The average distance between adjacent SNPs, after quality control and exclusion of possible misplaced SNPs, was higher for DU (0.07 Mbp), than for LA, YO, and F1 (0.06 Mbp) populations. The largest distance between adjacent SNPs was observed on chromosome 3 for DU (4.87 Mbp) and chromosome 2 for YO (2.82 Mbp), F1 (2.82 Mbp), and LA (2.62 Mbp) populations.

Population structure and genetic diversity

The first two principal components clearly discriminate all the breeds and F1 animals included in this study by revealing four main clusters represented by Duroc, Landrace, Yorkshire and Crossbred (Landrace x Yorkshire, F1) (Fig. 1). The first two PCs explained 6.36% and 4.69% of the total variation. As expected, F1 was situated between Landrace and Yorkshire. Landrace, Yorkshire and F1 are genetically more similar among themselves compared to Duroc.

Fig. 1
figure 1

Principal component decomposition of the genomic relationship matrix colored by breed (PC1: 6.36% and PC2: 4.69%)

::::::

◆ TASK TO CARRY OUT
Retype the passage above on SNP spacing and population structure in the pig breeds in full, without changing anything.

◆ INFORMATION SHOWN
::::::

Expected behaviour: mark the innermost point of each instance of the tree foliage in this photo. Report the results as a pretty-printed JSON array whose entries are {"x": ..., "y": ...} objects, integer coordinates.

::::::

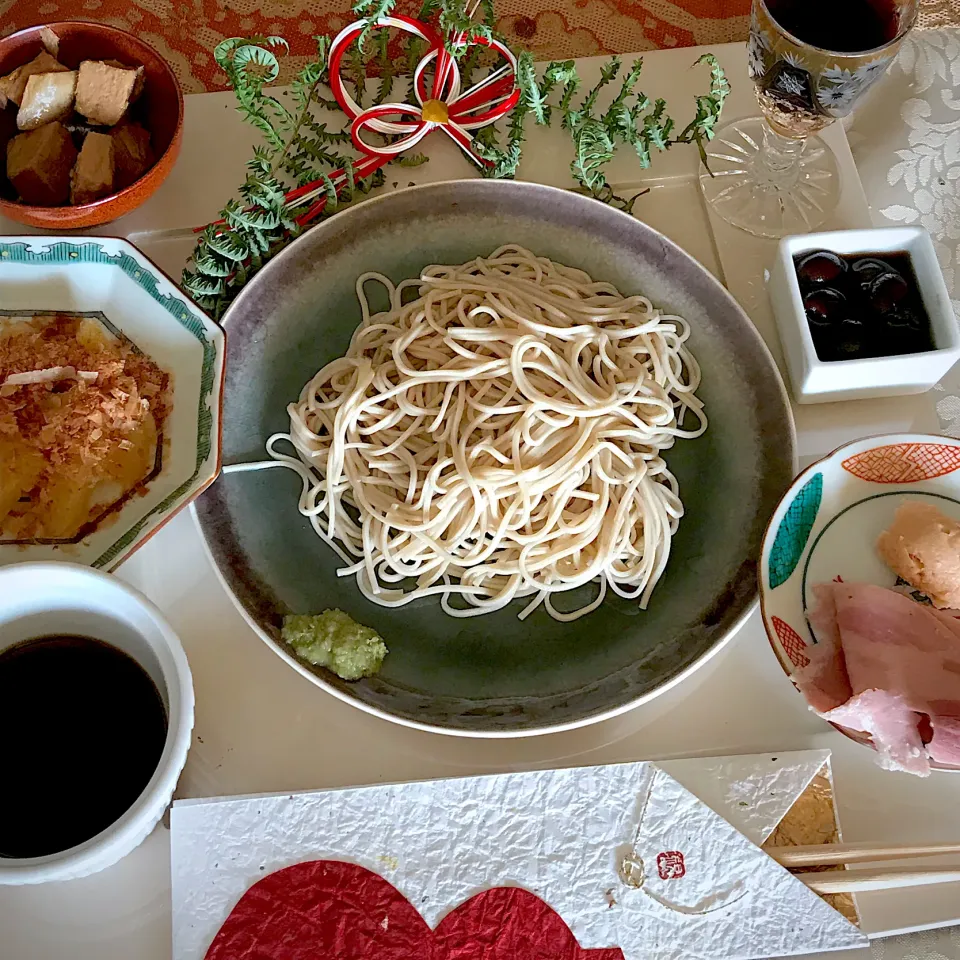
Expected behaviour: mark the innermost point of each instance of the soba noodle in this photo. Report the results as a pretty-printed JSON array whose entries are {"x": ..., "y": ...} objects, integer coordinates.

::::::

◆ EXERCISE SOLUTION
The average distance between adjacent SNPs, after quality control and exclusion of possible misplaced SNPs, was higher for DU (0.07 Mbp), than for LA, YO, and F1 (0.06 Mbp) populations. The largest distance between adjacent SNPs was observed on chromosome 3 for DU (4.87 Mbp) and chromosome 2 for YO (2.82 Mbp), F1 (2.82 Mbp), and LA (2.62 Mbp) populations.

Population structure and genetic diversity

The first two principal components clearly discriminate all the breeds and F1 animals included in this study by revealing four main clusters represented by Duroc, Landrace, Yorkshire and Crossbred (Landrace x Yorkshire, F1) (Fig. 1). The first two PCs explained 6.36% and 4.69% of the total variation. As expected, F1 was situated between Landrace and Yorkshire. Landrace, Yorkshire and F1 are genetically more similar among themselves compared to Duroc.

Fig. 1
figure 1

Principal component decomposition of the genomic relationship matrix colored by breed (PC1: 6.36% and PC2: 4.69%)